## What you need to do
Please write out everything in the listing below, from the line containing "Which region of the photo contains the white cycling helmet?" down to the listing's final line, without changing anything.

(Entries from an annotation dataset)
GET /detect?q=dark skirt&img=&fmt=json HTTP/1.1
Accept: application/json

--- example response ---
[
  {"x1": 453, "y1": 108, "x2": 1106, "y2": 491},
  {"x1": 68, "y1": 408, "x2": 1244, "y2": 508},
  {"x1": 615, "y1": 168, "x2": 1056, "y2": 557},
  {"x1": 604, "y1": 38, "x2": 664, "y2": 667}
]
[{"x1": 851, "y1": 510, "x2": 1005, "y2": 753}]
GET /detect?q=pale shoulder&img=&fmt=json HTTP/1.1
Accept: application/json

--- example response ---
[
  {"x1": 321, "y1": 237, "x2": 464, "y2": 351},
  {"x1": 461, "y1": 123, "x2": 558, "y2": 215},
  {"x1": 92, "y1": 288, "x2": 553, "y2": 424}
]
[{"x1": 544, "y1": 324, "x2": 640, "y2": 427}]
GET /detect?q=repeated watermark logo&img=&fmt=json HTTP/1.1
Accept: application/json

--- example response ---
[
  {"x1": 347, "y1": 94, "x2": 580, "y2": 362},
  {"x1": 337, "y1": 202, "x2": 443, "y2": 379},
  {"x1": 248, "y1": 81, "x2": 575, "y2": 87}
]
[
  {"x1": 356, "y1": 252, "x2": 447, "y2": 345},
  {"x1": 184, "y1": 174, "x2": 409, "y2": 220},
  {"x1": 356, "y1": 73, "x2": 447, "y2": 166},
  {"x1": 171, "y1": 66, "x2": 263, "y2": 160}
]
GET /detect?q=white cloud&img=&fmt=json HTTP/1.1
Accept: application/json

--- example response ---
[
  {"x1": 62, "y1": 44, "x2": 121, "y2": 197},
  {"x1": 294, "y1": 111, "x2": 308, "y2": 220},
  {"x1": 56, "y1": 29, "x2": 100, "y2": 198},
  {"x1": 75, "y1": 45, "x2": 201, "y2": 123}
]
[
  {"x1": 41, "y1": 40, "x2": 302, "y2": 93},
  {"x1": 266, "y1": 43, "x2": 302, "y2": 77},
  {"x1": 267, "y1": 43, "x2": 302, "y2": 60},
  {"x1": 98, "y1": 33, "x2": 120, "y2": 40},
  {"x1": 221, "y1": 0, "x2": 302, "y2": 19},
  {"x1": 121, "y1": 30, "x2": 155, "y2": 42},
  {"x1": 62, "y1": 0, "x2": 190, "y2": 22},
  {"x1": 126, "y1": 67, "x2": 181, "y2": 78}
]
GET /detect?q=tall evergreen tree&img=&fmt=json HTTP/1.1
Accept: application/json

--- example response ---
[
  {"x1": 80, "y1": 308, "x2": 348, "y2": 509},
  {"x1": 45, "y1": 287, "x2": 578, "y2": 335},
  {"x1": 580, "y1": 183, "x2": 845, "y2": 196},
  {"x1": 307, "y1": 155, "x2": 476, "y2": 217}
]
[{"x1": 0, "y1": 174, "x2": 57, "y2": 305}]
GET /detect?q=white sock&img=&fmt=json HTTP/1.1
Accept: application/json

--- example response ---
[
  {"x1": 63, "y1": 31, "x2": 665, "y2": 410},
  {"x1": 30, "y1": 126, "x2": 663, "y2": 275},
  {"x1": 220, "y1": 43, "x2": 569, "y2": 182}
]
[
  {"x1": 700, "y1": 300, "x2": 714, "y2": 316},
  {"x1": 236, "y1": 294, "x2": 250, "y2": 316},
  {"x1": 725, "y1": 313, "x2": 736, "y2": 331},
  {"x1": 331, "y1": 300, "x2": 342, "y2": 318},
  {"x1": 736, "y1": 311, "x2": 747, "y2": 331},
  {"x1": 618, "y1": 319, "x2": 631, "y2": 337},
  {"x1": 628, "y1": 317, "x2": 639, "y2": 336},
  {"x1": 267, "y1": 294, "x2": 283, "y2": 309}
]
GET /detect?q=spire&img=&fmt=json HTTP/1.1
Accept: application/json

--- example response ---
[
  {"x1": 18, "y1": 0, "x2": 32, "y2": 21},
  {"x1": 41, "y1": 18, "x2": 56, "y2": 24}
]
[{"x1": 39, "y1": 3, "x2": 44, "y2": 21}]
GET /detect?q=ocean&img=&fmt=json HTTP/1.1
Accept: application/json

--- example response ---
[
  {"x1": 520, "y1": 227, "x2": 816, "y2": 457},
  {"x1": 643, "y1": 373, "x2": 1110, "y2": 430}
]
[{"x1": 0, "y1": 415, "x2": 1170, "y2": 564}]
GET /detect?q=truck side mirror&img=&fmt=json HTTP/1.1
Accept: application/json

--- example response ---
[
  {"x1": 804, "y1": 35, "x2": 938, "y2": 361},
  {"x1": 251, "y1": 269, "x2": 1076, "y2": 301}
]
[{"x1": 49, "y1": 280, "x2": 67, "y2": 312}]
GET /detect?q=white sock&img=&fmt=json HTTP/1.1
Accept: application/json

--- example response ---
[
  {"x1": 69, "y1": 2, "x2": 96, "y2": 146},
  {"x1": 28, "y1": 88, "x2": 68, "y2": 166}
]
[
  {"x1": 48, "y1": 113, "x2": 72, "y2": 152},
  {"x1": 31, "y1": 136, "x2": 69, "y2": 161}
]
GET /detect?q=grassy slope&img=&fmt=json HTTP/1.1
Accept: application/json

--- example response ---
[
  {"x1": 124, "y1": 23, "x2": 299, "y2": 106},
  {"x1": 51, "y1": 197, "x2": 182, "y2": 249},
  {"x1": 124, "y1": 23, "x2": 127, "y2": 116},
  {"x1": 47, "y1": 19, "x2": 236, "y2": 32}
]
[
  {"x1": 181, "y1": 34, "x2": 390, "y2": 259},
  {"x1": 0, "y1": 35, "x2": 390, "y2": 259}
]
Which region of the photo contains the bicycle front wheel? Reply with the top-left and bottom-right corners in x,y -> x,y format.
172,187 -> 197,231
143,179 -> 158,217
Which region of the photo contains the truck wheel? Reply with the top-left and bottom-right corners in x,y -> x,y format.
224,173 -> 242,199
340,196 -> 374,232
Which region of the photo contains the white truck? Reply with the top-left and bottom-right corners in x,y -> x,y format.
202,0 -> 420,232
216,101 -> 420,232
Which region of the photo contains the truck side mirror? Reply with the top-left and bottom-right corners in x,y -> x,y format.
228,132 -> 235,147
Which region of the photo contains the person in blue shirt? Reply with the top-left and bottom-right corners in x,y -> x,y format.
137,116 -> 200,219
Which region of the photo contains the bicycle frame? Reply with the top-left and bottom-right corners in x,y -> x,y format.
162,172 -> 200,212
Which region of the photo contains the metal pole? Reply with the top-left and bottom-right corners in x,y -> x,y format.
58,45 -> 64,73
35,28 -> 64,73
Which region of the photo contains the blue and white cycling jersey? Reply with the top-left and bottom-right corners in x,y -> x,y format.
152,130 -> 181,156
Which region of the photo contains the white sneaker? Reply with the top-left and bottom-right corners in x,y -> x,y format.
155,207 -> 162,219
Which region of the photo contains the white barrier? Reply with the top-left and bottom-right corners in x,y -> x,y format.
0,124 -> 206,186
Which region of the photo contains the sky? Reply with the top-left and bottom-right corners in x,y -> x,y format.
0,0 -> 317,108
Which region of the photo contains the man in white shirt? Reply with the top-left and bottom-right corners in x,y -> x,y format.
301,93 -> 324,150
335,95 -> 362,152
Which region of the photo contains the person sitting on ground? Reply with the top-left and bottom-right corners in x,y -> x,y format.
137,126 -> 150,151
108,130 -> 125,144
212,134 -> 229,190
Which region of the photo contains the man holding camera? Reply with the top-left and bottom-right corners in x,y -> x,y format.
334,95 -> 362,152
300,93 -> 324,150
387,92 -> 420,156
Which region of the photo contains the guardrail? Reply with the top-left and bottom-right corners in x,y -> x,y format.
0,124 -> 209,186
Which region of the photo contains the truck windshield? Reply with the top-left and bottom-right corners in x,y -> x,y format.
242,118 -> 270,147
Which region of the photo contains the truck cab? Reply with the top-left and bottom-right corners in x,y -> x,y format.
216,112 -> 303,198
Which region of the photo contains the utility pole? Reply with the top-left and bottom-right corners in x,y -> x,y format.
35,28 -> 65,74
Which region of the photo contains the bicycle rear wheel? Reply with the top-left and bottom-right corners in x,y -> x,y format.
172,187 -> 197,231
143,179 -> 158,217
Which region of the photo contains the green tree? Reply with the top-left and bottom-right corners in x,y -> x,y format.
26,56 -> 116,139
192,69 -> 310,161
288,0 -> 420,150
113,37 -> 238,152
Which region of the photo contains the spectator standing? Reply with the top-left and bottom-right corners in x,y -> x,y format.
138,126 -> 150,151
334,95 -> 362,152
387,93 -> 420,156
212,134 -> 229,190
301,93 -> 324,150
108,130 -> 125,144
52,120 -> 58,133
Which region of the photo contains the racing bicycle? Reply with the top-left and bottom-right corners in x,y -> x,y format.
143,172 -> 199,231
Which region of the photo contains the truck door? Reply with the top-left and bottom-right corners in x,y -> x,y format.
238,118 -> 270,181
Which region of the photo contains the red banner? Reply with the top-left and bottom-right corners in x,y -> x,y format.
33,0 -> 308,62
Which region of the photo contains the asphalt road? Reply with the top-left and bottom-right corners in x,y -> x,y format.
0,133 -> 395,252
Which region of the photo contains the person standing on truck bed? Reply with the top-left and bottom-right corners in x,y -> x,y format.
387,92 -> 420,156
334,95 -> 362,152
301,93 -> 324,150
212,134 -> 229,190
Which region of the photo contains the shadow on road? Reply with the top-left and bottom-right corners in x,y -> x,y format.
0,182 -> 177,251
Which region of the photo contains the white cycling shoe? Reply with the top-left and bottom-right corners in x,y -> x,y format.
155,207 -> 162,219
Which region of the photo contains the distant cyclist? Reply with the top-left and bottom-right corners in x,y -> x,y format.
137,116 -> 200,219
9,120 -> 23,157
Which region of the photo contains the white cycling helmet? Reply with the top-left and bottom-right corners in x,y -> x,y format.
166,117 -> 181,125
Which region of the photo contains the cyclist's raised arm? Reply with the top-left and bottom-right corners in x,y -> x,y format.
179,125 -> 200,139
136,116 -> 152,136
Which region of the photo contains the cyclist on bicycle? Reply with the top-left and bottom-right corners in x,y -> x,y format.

## Completed exercise
Which region of the photo contains the white cycling helmet? Reply with the top-left and bottom-right corners in x,y -> x,y format.
166,117 -> 181,125
Which region of the photo contains the cyclist's raised arm? Reply with the top-left and bottom-right corners in x,y -> x,y format.
179,125 -> 200,139
136,116 -> 152,136
Which region of the photo contains the cyclist on bicycle? Reply with the top-left and bottom-right corners in x,y -> x,y format.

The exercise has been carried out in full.